• **What is expected**
Below are the entries to work from; restate word for word the portion that opens with the line containing "garnish is with a bounding box." and closes with the line containing "chopstick is with a bounding box.", keeping both.

• **Data records**
================

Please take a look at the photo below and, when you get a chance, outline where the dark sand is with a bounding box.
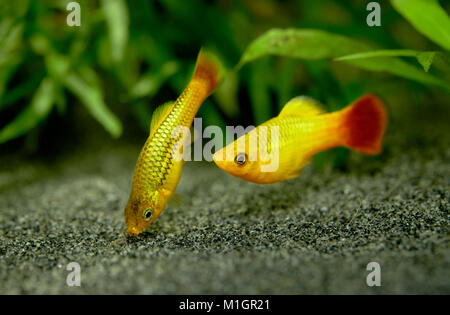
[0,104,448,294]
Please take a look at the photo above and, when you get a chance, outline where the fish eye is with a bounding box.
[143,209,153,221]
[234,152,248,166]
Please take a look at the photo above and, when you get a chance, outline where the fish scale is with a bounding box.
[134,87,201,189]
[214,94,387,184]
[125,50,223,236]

================

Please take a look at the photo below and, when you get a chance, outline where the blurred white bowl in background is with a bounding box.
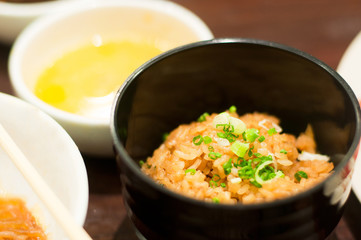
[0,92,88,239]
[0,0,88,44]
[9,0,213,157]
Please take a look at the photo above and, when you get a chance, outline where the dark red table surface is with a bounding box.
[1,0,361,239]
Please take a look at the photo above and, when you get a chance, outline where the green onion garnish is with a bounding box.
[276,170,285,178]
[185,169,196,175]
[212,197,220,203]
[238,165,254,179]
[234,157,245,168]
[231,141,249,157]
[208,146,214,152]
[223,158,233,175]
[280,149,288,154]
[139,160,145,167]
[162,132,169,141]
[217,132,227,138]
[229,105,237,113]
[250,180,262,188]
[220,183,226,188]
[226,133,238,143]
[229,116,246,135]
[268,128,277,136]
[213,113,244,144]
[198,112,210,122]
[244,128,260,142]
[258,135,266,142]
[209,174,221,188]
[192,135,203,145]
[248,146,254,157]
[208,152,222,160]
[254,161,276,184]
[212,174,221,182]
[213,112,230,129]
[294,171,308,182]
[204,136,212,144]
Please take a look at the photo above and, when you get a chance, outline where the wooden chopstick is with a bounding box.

================

• **Answer to this exercise**
Please take a look at the photo above and, when you get a chance, outline where the green onion garnish is with a bounding box.
[276,170,285,178]
[185,169,196,175]
[212,197,220,203]
[238,165,254,179]
[234,157,245,168]
[231,141,249,157]
[208,146,214,152]
[223,158,233,175]
[280,149,288,154]
[139,160,145,167]
[162,132,169,141]
[217,132,227,138]
[229,105,237,113]
[250,180,262,188]
[220,183,226,188]
[226,133,238,143]
[229,116,246,135]
[268,128,277,136]
[213,113,244,144]
[198,112,210,122]
[244,128,260,142]
[258,135,266,142]
[209,174,221,188]
[192,135,203,145]
[248,146,254,157]
[208,152,222,160]
[254,161,276,184]
[212,174,221,182]
[213,112,230,129]
[294,171,308,182]
[204,136,212,144]
Please take a look at the photo above and, when you get a chance, outline where the wooden chopstick is with a bounding box.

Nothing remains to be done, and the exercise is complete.